--- PASSAGE ---
This is the tale of Fatou, a foreign maid who works for the ungrateful and colourless Derawal family. It tells of her secret adventures with club poolside swims and misadventures as to what constitutes for a painful destiny..

Initially, I approached my new Zadie Smith with interest and an open mind.

I was startled when the first few pages brought on a yawn. The stifled badminton games in the compound of the embassy at the first instance, seemed to me, to be moulded as some kind of valuable metaphor either to signify stupor in the maid Fatou's mind or a wistfulness. Or perhaps even, the symbol of a ruthless exploitation aimed at a weaker target. I just couldn't put my finger on it.

The trouble was, that the opening chapters failed to lure me onward into any further curiosity. The hope for intrigue vanished. My interest turned stagnant. Perhaps, it was that sudden dullness at being confronted repeatedly with the now tedious word, embassy and the sluggish rhythm of the badminton game in motion.

I found the story stale in flavour. In the past, I'd devoured one too many similar skeletal structures mapped inside those of contemporary London novels where the rich turn their noses up at the poor, religion is shaped as a yardstick for hypocrisy, personal spirituality locks horns with an intense intellectual dialogue now and then and also, the usual variety of colourful cultures thrown in for added effect. This, to heighten supposed confusion, tension & conflict. Such would prove the basic tools of the novelist's trade. Only the plots and event-descriptions vary.
--- SUPPLIED DATA ---
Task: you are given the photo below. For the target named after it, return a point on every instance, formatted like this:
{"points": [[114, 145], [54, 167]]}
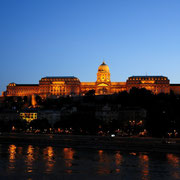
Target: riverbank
{"points": [[136, 144]]}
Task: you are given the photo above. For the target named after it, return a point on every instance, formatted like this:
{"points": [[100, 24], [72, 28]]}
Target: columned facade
{"points": [[70, 85]]}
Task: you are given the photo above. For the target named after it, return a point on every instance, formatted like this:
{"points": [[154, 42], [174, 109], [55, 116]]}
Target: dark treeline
{"points": [[162, 113]]}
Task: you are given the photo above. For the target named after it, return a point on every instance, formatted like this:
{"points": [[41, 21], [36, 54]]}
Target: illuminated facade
{"points": [[70, 85], [28, 116]]}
---
WHAT TO PRODUCE
Continue the review of the Zadie Smith story about the maid Fatou from its last sentence.

OUTPUT BELOW
Perhaps too, my Malaysian heritage worked against me in wanting to embrace the tale. The badminton games masquerade as a stylised feature. Many Asians know the full history of the Khmer Rouge like the back of their hands. In Malaysia, maids form a part of our inherent subcultures.

Not just the affluent but the average middle-class family all kept local servants. The young girls and lads or even middle-aged women came from kampongs, villages and estate plantations. Years later, foreign Filipino, Indonesian and Cambodian maids became the mainstay. Our neighbours Singapore often employed maids from Sri Lanka. So this is old territory to someone like me. As a reader of The Embassy of Cambodia, this is possibly the content I'd subconsciously care about most.

From the time we are born, we endear ourselves to them, they are friends and nannies....sisters and little mothers... we listen to their stories...we share anguish at their histories. We know of the well-cared for, we also read now and then of an ill-treated maid, often an illegal or runaway, who woefully ends up in a hospital and then later, a courtroom with which to gamely protest her slave labour and seek the mercy of the press. We are aware of a maid's docility and even sadly, sometimes of her hostile aggression that leads on to murderous intent.

In this respect, I think someone from my part of the world will more likely than not, find Zadie Smith's story shallow.

I liked the scenes of the Derawal family to begin with but the plot appeared to hang further up the pages and there was no redemption for any parent or sibling here, either. Still, I enjoyed these few erratic episodes of selfish family life. At least, there was some hint of vitality and movement. I wished the dramatics had been expanded further.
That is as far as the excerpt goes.